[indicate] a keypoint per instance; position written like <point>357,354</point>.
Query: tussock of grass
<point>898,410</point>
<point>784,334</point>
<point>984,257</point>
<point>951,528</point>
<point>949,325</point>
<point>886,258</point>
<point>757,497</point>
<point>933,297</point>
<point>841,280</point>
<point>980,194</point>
* * *
TASK REQUIREMENTS: Please recast every line of the items above as a JSON list of strings, one string per line, leaving out any blank lines.

THE REPLY:
[
  "[indicate] a keypoint per instance; position written like <point>357,354</point>.",
  "Query: tussock of grass",
  "<point>898,410</point>",
  "<point>784,334</point>",
  "<point>984,257</point>",
  "<point>951,528</point>",
  "<point>949,325</point>",
  "<point>886,258</point>",
  "<point>757,497</point>",
  "<point>933,297</point>",
  "<point>841,280</point>",
  "<point>980,194</point>"
]